**** Passage given

Amnesty today rejected assertions by Ms Rice today that transferring detainees from without legal process was permissible under international law.

"Flying detainees to countries where they may face torture or other ill-treatment is a direct and outright breach on international law with or without so called "diplomatic assurances".

"These assurances are meaningless. Countries known for systematic torture, regularly deny the existence of such practices," said Claudio Cordone, Amnesty International's senior director of regional programmes.

Amnesty said it obtained US Federal Aviation Administration flight records showing six CIA-chartered planes landed 50 times in Shannon and took off 35 times. Amnesty said the disparity suggests some flights were kept secret.

It also said none of the planes were military transport craft. The CIA is suspected of using shell companies to operate planes carrying terror suspects in a bid to hide its activities.

A Gulfstream jet IV, call sign N85VM (later re-registered N227SV) transported a man kidnapped in Italy to Egypt from Germany and then flew to Shannon. The plane's flight log also shows visits to Afghanistan, Morocco, Dubai, Jordan, Italy, Japan, Switzerland, Azerbaijan and the Czech Republic, Amnesty says.

The organisation said it was publishing its information in response to a challenge form from Mr Ahern last Thursday to produce evidence.

It said that international law requires all states refrain from assisting in human rights abuses and called on European countries to investigate allegations that their territory has been used to assist CIA-chartered flights secretly transporting detainees to countries where their rights may be abused.

********

Decide whether each statement agrees with the passage on CIA-chartered flights, answering yes or no and quoting the passage's deciding words exactly. (a) Amnesty's records show the six planes landed in Shannon more times than they took off. (b) Amnesty said some of the planes were military transport craft. (c) The Gulfstream jet IV flew to Shannon after carrying a man from Germany to Egypt. The items have nothing to do with this work.

**** Data listing

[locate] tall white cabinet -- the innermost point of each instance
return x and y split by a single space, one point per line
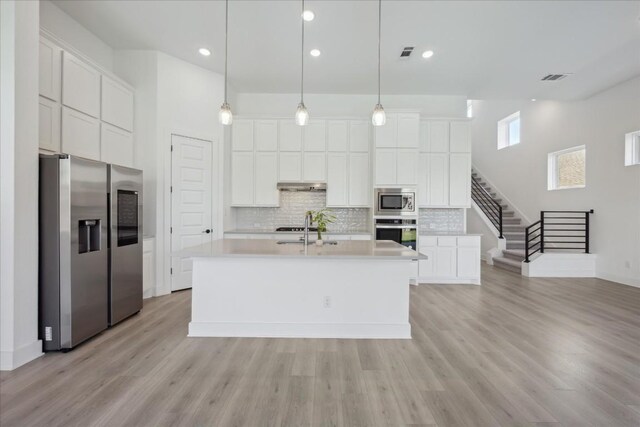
445 164
84 111
396 153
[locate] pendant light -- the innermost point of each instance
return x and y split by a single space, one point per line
225 116
302 115
379 118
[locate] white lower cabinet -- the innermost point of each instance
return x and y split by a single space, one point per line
451 259
116 145
80 134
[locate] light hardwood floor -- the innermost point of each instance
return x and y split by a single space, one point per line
514 352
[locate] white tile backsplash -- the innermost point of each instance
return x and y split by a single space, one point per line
293 206
438 220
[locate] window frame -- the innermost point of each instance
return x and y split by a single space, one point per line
504 136
552 169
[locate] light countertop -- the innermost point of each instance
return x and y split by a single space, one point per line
349 249
271 231
446 234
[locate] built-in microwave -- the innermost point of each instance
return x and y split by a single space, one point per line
395 201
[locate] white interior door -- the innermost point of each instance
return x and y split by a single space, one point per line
191 202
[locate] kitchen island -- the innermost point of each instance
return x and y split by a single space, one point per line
260 288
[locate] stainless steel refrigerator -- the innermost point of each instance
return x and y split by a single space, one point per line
90 273
125 242
73 252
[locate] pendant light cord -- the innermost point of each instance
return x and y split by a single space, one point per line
226 39
379 35
302 57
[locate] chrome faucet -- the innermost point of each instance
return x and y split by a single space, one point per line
307 222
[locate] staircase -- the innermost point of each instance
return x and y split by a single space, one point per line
509 224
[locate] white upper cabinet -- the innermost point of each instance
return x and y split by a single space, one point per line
460 137
266 135
266 179
337 135
50 69
80 85
437 136
408 130
315 136
387 136
290 167
80 134
359 136
116 145
242 178
460 180
386 166
314 167
117 104
49 125
359 182
437 180
337 183
407 167
242 135
290 136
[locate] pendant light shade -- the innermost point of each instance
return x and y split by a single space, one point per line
379 118
225 116
302 114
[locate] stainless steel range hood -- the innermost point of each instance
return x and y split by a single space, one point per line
302 186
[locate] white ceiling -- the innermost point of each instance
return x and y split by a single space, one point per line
495 49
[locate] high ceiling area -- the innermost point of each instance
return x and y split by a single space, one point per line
494 49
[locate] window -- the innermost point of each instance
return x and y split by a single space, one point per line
509 131
567 168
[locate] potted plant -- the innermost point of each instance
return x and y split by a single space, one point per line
321 218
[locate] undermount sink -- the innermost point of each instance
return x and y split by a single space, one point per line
300 242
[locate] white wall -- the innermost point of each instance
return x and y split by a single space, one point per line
613 190
172 96
334 105
54 20
19 39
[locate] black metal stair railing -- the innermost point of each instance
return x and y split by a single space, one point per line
558 231
486 203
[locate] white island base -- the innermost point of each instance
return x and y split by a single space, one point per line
323 293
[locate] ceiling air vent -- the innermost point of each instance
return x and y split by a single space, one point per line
406 52
554 77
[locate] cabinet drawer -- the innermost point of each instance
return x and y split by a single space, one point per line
447 241
469 241
428 241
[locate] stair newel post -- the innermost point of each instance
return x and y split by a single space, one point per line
541 232
586 236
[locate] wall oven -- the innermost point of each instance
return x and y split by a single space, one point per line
403 231
395 201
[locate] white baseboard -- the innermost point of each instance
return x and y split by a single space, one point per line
301 330
455 281
619 279
10 360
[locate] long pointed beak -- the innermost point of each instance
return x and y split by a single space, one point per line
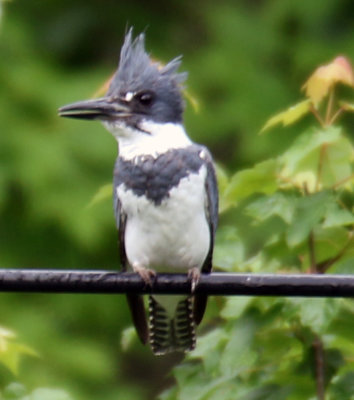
103 109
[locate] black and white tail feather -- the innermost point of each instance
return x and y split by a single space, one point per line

********

Answer to the exercise:
(a) Yes: "six CIA-chartered planes landed 50 times in Shannon and took off 35 times."
(b) No: "none of the planes were military transport craft."
(c) Yes: "transported a man kidnapped in Italy to Egypt from Germany and then flew to Shannon."